To do:
[A] In the passage on where good ideas come from, what are innovators compared to?
[B] Repeat the part of the passage on where good ideas come from that begins at the words "1. The Adjacent" and stops after "could use it.".
[C] Go on with the passage on where good ideas come from, picking up after its last sentence.

How do good ideas happen, and what can we do to help people have more of them? Steven Johnson examines how the innovations that changed the world actually happened, and reveals the pattern of behavior that often underlies them in his book “Where Good Ideas Come From”:

  1. The Adjacent Possible: “Good ideas are not conjured out of thin air; they are built out of a collection of existing parts, the composition of which expands (and, occasionally, contracts) over time.” What we can create is limited to the objects and skills available to us at a given time. But by pushing on the boundary of what is immediately “adjacent,” we actually expand that boundary, like moving through a house, where each door you open leads into a new room. In that room, new parts and skills may be available to us. The potential for new approaches is all around us. But to understand what’s possible, we need an accurate understanding of what is at hand and how we could use it.
  2. Liquid Networks: “An idea is not a single thing. It’s more like a swarm.” Innovators are like carbon, an atom that easily forms bonds with other atoms, making it essential for the creation of all life. They are always open to the potential of making new connections between things, and they spend time in a high-density environment where their chance of coming into contact with others who spark ideas is very high. “The most productive tool for generating good ideas remains a circle of humans at a table, talking shop.” Your workspace can enable — or disrupt — this flow in big ways.

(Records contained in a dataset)
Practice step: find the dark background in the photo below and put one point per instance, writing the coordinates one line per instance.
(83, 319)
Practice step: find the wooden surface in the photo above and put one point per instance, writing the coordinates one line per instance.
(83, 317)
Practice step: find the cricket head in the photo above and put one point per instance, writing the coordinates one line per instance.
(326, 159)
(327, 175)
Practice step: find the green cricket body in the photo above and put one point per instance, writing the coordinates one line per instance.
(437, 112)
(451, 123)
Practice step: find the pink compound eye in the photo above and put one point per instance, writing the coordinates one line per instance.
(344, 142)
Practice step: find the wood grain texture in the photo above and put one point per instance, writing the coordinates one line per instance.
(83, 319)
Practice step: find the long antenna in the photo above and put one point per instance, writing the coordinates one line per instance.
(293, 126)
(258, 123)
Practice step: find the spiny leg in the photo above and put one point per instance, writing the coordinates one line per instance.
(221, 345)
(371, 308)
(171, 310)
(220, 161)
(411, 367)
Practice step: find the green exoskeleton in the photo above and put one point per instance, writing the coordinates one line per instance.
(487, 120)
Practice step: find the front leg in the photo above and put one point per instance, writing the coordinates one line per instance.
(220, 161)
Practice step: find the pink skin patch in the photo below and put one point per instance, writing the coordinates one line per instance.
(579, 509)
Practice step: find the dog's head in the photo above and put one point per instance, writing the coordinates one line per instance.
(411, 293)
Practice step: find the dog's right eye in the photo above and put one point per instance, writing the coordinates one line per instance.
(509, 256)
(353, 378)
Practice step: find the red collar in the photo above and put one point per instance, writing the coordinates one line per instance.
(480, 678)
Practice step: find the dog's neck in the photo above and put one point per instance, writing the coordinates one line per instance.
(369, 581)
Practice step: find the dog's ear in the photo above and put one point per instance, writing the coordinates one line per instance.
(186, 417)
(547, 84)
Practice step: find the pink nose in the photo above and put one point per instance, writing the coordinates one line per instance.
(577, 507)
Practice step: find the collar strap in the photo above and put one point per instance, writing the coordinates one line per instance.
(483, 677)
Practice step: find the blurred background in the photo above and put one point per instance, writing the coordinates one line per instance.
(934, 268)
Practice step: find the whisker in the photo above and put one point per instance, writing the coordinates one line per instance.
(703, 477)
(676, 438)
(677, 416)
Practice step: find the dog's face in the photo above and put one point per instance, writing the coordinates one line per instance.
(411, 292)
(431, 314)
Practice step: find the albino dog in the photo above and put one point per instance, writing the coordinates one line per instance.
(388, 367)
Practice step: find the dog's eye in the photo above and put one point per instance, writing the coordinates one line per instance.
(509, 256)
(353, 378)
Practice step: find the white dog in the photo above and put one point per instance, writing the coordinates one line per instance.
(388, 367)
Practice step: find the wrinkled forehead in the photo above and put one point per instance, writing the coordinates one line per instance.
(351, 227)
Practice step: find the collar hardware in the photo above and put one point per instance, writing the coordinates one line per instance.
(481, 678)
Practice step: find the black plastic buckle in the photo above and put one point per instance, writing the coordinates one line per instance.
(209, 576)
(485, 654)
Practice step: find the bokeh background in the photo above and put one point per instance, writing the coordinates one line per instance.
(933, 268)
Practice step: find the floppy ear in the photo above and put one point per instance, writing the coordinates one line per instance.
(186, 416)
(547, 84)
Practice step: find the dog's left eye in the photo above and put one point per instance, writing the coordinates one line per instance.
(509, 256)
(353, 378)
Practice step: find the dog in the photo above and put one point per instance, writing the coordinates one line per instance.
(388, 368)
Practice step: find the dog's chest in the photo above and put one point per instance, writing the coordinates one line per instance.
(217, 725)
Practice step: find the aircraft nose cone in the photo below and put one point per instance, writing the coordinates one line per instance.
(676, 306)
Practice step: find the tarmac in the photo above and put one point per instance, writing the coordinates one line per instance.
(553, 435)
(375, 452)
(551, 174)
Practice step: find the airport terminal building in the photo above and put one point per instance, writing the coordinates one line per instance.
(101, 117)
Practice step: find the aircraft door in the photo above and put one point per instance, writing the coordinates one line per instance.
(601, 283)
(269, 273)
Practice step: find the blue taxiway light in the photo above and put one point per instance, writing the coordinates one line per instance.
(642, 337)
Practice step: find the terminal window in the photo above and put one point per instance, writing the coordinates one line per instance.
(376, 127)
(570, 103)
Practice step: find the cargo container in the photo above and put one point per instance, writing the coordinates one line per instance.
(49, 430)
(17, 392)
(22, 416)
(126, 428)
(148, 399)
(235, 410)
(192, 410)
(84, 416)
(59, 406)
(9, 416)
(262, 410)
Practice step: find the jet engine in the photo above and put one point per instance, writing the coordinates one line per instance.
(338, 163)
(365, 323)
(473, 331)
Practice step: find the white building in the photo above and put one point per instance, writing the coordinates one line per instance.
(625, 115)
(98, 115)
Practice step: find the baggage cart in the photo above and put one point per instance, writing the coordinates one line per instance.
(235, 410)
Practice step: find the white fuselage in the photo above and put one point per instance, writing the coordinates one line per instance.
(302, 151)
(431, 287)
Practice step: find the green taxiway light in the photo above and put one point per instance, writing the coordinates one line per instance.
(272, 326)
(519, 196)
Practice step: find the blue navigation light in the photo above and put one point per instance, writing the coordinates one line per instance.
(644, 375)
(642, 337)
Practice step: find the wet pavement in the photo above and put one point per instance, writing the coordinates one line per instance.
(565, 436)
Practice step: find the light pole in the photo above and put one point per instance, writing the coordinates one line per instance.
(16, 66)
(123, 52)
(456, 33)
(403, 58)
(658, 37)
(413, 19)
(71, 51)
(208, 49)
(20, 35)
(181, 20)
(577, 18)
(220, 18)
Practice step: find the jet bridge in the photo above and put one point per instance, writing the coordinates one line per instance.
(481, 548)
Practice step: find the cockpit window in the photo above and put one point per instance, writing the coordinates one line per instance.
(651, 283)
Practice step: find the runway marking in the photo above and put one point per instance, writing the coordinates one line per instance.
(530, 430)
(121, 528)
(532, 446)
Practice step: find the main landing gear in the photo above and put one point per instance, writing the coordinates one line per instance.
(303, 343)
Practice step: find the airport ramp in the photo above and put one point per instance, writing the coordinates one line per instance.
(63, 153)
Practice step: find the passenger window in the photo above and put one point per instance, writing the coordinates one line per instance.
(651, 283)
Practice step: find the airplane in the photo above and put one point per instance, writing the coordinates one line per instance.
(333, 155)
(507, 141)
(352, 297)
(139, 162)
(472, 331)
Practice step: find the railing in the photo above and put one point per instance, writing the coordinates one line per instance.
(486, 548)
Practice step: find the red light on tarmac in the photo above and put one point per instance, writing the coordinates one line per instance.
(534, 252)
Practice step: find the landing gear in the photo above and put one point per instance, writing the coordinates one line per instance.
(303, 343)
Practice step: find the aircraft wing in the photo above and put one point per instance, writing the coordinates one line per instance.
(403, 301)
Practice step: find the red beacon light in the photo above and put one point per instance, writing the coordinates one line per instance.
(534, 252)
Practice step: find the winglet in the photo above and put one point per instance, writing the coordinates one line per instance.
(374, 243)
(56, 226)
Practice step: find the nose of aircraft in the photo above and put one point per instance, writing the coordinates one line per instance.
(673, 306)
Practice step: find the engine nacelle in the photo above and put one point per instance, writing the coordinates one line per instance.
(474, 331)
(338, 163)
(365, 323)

Final results:
[A] Carbon, an atom that easily forms bonds with other atoms.

[B]
1. The Adjacent Possible: “Good ideas are not conjured out of thin air; they are built out of a collection of existing parts, the composition of which expands (and, occasionally, contracts) over time.” What we can create is limited to the objects and skills available to us at a given time. But by pushing on the boundary of what is immediately “adjacent,” we actually expand that boundary, like moving through a house, where each door you open leads into a new room. In that room, new parts and skills may be available to us. The potential for new approaches is all around us. But to understand what’s possible, we need an accurate understanding of what is at hand and how we could use it.

[C]
  3. The Slow Hunch: When we study great ideas that changed the world, it’s easy to focus on the brilliant individuals who came up with them and underestimate the environmental role in the creation and spread of those ideas. Looking at ideas that failed to catch on — such as the FBI agent’s memo in July 2001, roundly ignored, about his hunch that potential terrorists were enrolling in U.S. flight schools — help us see what enables ideas to catch on: not individuals, but networks that share information. Because the FBI’s technology in 2001 did not allow agents to cross-reference visa applications with flight school admissions, there was no easy way to investigate the agent’s hunch. It wasn’t that his idea was bad — it was that the environment limited its ability to spread to the people who could have validated it and, maybe, stopped the terrorist attack.
  4. Serendipity: “A hunch requires an environment where surprising new connections can be forged.” The happy accidents of serendipitous thoughts are only happy because they are meaningful to the person they occur to. Being steeped in the knowledge of the issue and frustrated with its seemingly intractable problems positions the particular person to receive the solution that comes on a walk or in the shower. Bill Gates takes “reading vacations” to take a deep dive into other thinkers’ ideas — and increase the chances he will happen upon a spark.
  5. Error: “The history of being spectacularly right has a shadow history lurking behind it: a much longer history of being spectacularly wrong, again and again.” Making mistakes is not just something you have to endure along the way, but integral to the process of moving away from comfortable assumptions. Have your assumptions confirmed doesn’t teach you nearly as much as having them upended, and then having to explore to find a new explanation. Environments become innovative when they leave room for “generative error.” As Benjamin Franklin said, “Truth is uniform and narrow . . . but error is endlessly diversified.”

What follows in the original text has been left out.